■ **TASK**
Write out the records below once more, exactly as they stand.

┌──

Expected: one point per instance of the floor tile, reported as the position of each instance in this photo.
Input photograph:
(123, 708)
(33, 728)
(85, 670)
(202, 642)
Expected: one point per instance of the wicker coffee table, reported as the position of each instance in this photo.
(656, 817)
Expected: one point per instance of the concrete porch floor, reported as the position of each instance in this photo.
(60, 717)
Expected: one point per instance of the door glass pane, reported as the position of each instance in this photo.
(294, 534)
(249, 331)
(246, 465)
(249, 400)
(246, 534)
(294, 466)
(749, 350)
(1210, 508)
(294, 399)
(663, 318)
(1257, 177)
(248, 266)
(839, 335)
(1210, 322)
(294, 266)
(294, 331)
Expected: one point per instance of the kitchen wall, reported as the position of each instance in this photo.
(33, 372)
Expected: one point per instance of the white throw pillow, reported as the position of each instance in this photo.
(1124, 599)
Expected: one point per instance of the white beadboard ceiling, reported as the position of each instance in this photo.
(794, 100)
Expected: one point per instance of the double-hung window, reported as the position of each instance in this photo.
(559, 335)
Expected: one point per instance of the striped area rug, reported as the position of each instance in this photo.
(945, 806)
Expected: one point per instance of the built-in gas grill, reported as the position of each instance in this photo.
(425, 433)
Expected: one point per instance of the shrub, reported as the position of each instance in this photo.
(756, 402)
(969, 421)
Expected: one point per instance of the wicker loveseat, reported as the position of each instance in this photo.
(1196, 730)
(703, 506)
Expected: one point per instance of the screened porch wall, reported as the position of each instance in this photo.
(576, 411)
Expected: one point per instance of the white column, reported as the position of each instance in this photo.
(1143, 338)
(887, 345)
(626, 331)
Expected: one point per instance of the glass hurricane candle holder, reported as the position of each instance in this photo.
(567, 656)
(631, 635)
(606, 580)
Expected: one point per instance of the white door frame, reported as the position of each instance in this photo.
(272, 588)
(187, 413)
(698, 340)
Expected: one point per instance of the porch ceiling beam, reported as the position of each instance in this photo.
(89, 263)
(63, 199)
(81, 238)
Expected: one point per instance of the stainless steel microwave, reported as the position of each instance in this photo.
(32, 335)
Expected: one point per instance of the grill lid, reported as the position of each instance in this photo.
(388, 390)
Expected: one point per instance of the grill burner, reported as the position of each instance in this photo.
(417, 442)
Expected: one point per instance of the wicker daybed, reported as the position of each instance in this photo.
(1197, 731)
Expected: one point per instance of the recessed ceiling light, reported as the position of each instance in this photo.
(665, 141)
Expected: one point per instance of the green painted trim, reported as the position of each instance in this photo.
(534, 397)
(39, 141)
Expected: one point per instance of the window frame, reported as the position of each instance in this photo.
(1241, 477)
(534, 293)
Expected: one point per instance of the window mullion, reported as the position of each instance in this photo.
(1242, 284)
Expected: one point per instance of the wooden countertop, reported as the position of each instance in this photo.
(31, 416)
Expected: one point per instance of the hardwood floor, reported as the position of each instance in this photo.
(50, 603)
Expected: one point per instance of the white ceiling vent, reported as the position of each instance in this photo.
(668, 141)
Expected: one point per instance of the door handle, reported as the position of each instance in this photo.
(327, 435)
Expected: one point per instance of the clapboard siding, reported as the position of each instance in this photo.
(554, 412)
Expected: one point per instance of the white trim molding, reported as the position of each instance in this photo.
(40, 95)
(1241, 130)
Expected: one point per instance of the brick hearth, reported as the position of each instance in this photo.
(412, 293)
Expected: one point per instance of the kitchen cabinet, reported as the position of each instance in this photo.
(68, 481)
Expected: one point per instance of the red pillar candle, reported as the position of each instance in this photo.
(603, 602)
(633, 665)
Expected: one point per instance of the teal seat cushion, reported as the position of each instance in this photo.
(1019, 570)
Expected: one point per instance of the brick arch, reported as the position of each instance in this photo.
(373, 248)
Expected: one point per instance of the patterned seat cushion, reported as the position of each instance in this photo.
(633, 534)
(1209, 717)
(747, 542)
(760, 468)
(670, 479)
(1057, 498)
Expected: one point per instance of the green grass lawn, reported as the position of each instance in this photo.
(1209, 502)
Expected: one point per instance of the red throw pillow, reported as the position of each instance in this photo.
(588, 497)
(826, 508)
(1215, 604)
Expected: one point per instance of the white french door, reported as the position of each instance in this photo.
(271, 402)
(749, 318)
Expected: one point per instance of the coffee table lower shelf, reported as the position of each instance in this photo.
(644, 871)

└──

■ **REPLY TO THE EXERCISE**
Expected: one point per instance of the floor tile, reported as the position of each instance in this photo.
Input photograph:
(123, 708)
(33, 728)
(85, 670)
(202, 642)
Expected: one point per instance of the wicker coffee table, reported as the position of each instance in this photo.
(656, 817)
Expected: one point per instance of the concrete porch floor, reported as the position of each instance in this photo.
(60, 717)
Expected: one point per instance of the door glass pane, reported as the position of each instance in this photo.
(294, 534)
(249, 331)
(246, 465)
(249, 400)
(246, 534)
(294, 466)
(749, 350)
(1210, 508)
(294, 399)
(663, 318)
(1257, 177)
(248, 266)
(839, 335)
(1210, 322)
(294, 266)
(294, 331)
Expected: one point per instance of the kitchen wall, reported as the position of each instance in this photo.
(33, 372)
Expected: one point per instance of the white throw pillow, reported as the position of each instance in this photo.
(1124, 599)
Expected: one point per instance of the white beadboard ceiling, reported as the position of each instance in this photo.
(794, 100)
Expected: one point per instance of the double-hung window, reported as the position of each instance in this photo.
(559, 335)
Expected: one point per instance of the striped area rug, reported as the position of each instance in this photo.
(945, 806)
Expected: one point per instance of the built-in gas grill, reported as the position of each instance in this photo.
(425, 433)
Expected: one point per instance of the shrub, reported as the position of each instance in this photo.
(756, 402)
(969, 421)
Expected: one point per instance of the wicker loveseat, reported as the position of each instance in this photo.
(1196, 730)
(703, 506)
Expected: one point per instance of the screened porch wall, reported as the position of each instance in this photo.
(576, 411)
Expected: one point per instance of the white column, reported as the position of each instance in this photo.
(1143, 338)
(887, 345)
(626, 331)
Expected: one point per instance of the glass hurricane candle holder, reported as the position of each instance in this photo.
(567, 656)
(631, 635)
(606, 580)
Expected: one point per instance of the white door frame, reported as the position of each instance in this photo.
(272, 588)
(187, 413)
(698, 340)
Expected: one point per instance of the porch ceiling beam, reported as the position of each instance in this photo.
(89, 263)
(63, 199)
(81, 238)
Expected: one point per instance of the stainless steel microwave, reported as the position of each instance in this photo.
(32, 335)
Expected: one point per instance of the grill lid, reported as the position of each instance in this photo.
(388, 390)
Expected: one point per instance of the grill burner, reported as the position of each instance in this photo.
(417, 442)
Expected: one point per instance of the wicker daybed, reported as the position of each instance in this photo.
(1197, 731)
Expected: one point per instance of the recessed ceiling light, reported as the position of each instance in this photo.
(665, 141)
Expected: one point per instance of the green painted trim, reported as the position of each instance in this photo.
(534, 397)
(39, 141)
Expected: one point per instance of the window frame, reported as the position of each instance in this photo.
(1241, 477)
(534, 293)
Expected: one point per instance of the window mullion, reported as the position of each instance in this photo.
(1242, 284)
Expected: one point per instance of the wooden countertop, reported as the position of each instance in this photo.
(31, 416)
Expected: one point per instance of the hardwood floor, reported as the position of each instance in this photo.
(50, 603)
Expected: one point per instance of the white ceiling vent, reported as the position of each instance in this photo.
(668, 141)
Expected: one point per instance of the door handle, reported as the position of each instance in this photo.
(327, 435)
Expected: one point per instance of the clapboard siding, reported as the position of each instance in this photo.
(554, 412)
Expected: one point per instance of the white trim molding, reported as the position of each instance in this photo.
(40, 95)
(1241, 130)
Expected: one point per instance of the brick hearth, reported as the position of each instance in this photo.
(412, 293)
Expected: one point per instance of the kitchen cabinet, reported as the position of each instance in this photo.
(68, 481)
Expected: one point per instance of the red pillar candle, reported as the position of each instance in this photo.
(603, 602)
(633, 665)
Expected: one point per instance of the teal seat cushion, reported as the position of each instance in this photo.
(1019, 570)
Expected: one point per instance of the brick arch, reported as the position of each instance in this photo.
(373, 248)
Expected: one point per instance of the patterned seat cushion, reported as the position of each instance in this photo.
(633, 534)
(1209, 717)
(747, 542)
(760, 468)
(670, 479)
(1057, 498)
Expected: one point per instance of the green grass lawn, reported as the position of each instance in this photo.
(1209, 502)
Expected: one point per instance of the red throw pillow, reported as the position of each instance in this photo.
(588, 497)
(826, 508)
(1215, 604)
Expected: one point per instance of the white french door, reported as the position of each instance in this photo.
(271, 402)
(749, 318)
Expected: one point per instance of the coffee table lower shelf, reported as the position of each instance in this photo.
(644, 871)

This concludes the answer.